▶ [TASKS TO PERFORM]
- 1) In the thread on random AMP sampling, where is the only place all-AMP sampling can be turned on?
- 2) From the thread on random AMP sampling, list every piece of demographic information that random AMP sampling is said to produce.
- 3) Rewrite the thread on random AMP sampling from "I have a table" up to and including "column named src_syst_c.", with "src_syst_c" changed to "source_system_code".

All-AMP Random AMP Sampling? Sure, Why Not!

Teradata Employee

Yes, you can see whether all AMP random AMP sampling or single AMP random AMP sampling is going to be close to the same by comparing them both.   All AMP sampling can only be turned on in DBS Control, so you could get the estimates from the explain text that scans a table both before and after changing that parameter.

Also, since turning on all AMP sampling is a DBS Control setting, all tables in the database will be impacted.  You cannot decide to use all AMP sampling on a table by table basis.

Random sampling, whether single AMP or all AMP, has nothing to do with column-level statistics.  Here is when random AMP sampling takes place:

If no statistics have been collected, the optimizer will make a rough estimate of a table’s demographics by using dynamic samples from one or more AMPs (one being the default).   These samples are collected automatically each time the table header is accessed from disk and are embedded in the table header when it is placed in the dictionary cache.

Random AMP sampling produces simple, limited demographic information.  First, it comes up with an estimate of the total rows in the table.  Secondly, it samples rows from each non-unique secondary index (NUSI) subtable and extrapolates total distinct values (and from that, an estimated number of rows per value) for each NUSI that has been defined on the table.  It ignores non-indexed columns completely and does not try to draw sophisticated conclusions.

Thanks, -Carrie

Hi Carrie,

I have a table which has a column say X whose cardinality is very low, for example consider a table with billions of records having a column named src_syst_c.

The column src_syst_c is having 50 unique values.

However collecting random sampling stats on this column can give me any number higher or lower, what are the pros and cons of collecting random amp sampling stats for these columns with low cardinality on big tables ?


I got my answers in your another blog.. thanks

▶ [STORED ROWS]
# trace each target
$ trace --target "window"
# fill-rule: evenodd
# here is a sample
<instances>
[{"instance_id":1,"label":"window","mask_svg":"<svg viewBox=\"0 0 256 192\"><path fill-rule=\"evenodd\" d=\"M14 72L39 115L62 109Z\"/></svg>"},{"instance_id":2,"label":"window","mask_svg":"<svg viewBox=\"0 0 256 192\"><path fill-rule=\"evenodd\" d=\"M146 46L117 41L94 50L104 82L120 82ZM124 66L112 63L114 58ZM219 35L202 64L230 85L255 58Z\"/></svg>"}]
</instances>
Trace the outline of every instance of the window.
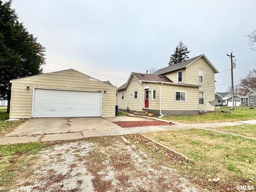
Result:
<instances>
[{"instance_id":1,"label":"window","mask_svg":"<svg viewBox=\"0 0 256 192\"><path fill-rule=\"evenodd\" d=\"M182 81L182 71L178 71L177 72L177 78L178 82L181 82Z\"/></svg>"},{"instance_id":2,"label":"window","mask_svg":"<svg viewBox=\"0 0 256 192\"><path fill-rule=\"evenodd\" d=\"M199 83L202 83L204 82L204 70L199 69Z\"/></svg>"},{"instance_id":3,"label":"window","mask_svg":"<svg viewBox=\"0 0 256 192\"><path fill-rule=\"evenodd\" d=\"M152 90L152 100L156 100L156 90Z\"/></svg>"},{"instance_id":4,"label":"window","mask_svg":"<svg viewBox=\"0 0 256 192\"><path fill-rule=\"evenodd\" d=\"M175 91L175 101L186 101L186 92Z\"/></svg>"},{"instance_id":5,"label":"window","mask_svg":"<svg viewBox=\"0 0 256 192\"><path fill-rule=\"evenodd\" d=\"M138 91L134 91L134 99L138 99Z\"/></svg>"},{"instance_id":6,"label":"window","mask_svg":"<svg viewBox=\"0 0 256 192\"><path fill-rule=\"evenodd\" d=\"M199 91L199 105L204 105L204 91Z\"/></svg>"}]
</instances>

▶ [SOLUTIONS BY TASK]
- 1) In DBS Control.

- 2)
- An estimate of the total rows in the table
- Total distinct values for each non-unique secondary index (NUSI) defined on the table
- An estimated number of rows per value for each NUSI

- 3)
I have a table which has a column say X whose cardinality is very low, for example consider a table with billions of records having a column named source_system_code.